(Region labeling records)
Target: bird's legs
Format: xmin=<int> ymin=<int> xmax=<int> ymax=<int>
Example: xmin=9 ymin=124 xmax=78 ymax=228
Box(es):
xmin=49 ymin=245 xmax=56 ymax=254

▶ [TASK DETAILS] Give these records as a two-column CSV with the columns "request" and "answer", one row for each record. Put each request's text and its answer in one quoted field apiece, with line breaks turned into spaces.

▶ [EXPECTED ANSWER]
request,answer
"Target: bird's legs Format: xmin=<int> ymin=<int> xmax=<int> ymax=<int> Example: xmin=9 ymin=124 xmax=78 ymax=228 Box(es):","xmin=49 ymin=245 xmax=56 ymax=254"